Hybrid HPC with Microsoft Azure

          Figure 40. LiCO Hybrid HPC for Microsoft Azure

  • LiCO version 7.2 introduces enhanced cloud integration capabilities through the incorporation of Covalent, an open-source Pythonic workflow orchestration platform. This integration allows LiCO to seamlessly operate in a Hybrid Cloud environment, supporting popular cloud providers such as AWS, Azure, and Google Cloud.

LiCO Hybrid HPC

Figure 41. LiCO Hybrid HPC

LiCO integration with Covalent for Multi-Cloud support

Figure 42. LiCO integration with Covalent for Multi-Cloud support

  • Reports menu – allows administrators the ability to generate reports on jobs, cluster utilization, alerts, and view current charges and cluster utilization.
  • Admin menu – Provides the administrator with the capability to create Singularity images for use by all users, generate billing spreadsheets, examine processes and assets, monitor VNC sessions, and download web logs. The administrators can also publish announcements to users using the Notice function.
  • Settings menu – allows administrators to set up automated notifications and alerts.  Administrators may enable the notifications to reach users and interested parties via email, SMS, and WeChat. Administrators may also enable notifications and alerts via uploaded scripts.

    The Settings menu also allows administrators to create and modify queues. These queues allow administrators to subdivide hardware based on different types or needs. For example, one queue may contain systems that are exclusively machines with GPUs, while another queue may contain systems that only contain CPUs. This allows the user running the job to select the queue that is more applicable to their requirement. Within the Settings menu, administrators can also set the status of queues, bringing them up or down, draining them, or marking them inactive. Administrators can also limit which queues are available to users by user group.

Starting with LiCO 7.1 administrators can configure Quality of Service (QOS) for each job submitted to Slurm from the Scheduler sub tab. Administrators can edit and delete a limitation, create a new limitation and then associate it with the corresponding Billing Group. This function requires to configure the SLURM account on the cluster.

  • Platform Analysis menu – allows the administrator to analyze and optimize program performance. Administrators can determine the cause of poor performance by finding software and hardware performance bottlenecks and identifying program hotspots. After that, developers can optimize programs according to the causes.

Platform analysis tools for HPC cluster administrator and end user
Figure 43. Platform analysis tools for HPC cluster administrator and end user

  • License menu – displays the software licenses active in LiCO including the number of licensed processing entitlements and the expiration date of the license.

■ Directions
Please revise the LiCO excerpt by rewriting everything from "Figure 42. LiCO" down to "the Notice function.", with "billing spreadsheets" changed to "billing statements".

(Saved entries)
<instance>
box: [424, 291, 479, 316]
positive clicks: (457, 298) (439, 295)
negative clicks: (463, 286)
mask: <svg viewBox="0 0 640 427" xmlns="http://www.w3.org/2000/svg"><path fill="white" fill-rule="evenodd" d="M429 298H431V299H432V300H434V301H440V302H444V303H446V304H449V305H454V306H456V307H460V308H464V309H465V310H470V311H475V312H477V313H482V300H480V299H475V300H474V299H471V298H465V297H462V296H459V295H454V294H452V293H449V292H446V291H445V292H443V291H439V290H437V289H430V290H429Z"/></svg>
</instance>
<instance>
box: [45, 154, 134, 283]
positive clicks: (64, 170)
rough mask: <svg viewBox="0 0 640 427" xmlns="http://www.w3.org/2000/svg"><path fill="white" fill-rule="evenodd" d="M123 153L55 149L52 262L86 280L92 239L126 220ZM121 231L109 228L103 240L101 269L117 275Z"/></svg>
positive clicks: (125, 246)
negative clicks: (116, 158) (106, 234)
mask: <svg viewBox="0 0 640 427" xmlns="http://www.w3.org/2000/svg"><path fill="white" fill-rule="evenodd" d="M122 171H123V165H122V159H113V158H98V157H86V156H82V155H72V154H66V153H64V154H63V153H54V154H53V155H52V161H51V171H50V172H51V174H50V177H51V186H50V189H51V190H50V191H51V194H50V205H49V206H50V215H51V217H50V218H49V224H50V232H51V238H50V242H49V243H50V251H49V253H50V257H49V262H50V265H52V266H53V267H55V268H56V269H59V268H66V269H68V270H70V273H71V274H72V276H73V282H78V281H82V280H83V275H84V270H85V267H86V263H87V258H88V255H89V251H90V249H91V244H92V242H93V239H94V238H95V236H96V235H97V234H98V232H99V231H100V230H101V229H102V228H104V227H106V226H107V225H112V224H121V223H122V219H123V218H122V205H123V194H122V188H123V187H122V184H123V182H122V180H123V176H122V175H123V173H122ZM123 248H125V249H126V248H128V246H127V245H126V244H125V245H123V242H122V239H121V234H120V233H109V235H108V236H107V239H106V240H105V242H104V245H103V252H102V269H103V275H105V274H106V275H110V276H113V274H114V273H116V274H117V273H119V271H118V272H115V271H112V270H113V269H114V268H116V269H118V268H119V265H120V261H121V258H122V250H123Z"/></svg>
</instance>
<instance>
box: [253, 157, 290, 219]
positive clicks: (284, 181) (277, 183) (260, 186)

■ Task answer
Figure 42. LiCO integration with Covalent for Multi-Cloud support

  • Reports menu – allows administrators the ability to generate reports on jobs, cluster utilization, alerts, and view current charges and cluster utilization.
  • Admin menu – Provides the administrator with the capability to create Singularity images for use by all users, generate billing statements, examine processes and assets, monitor VNC sessions, and download web logs. The administrators can also publish announcements to users using the Notice function.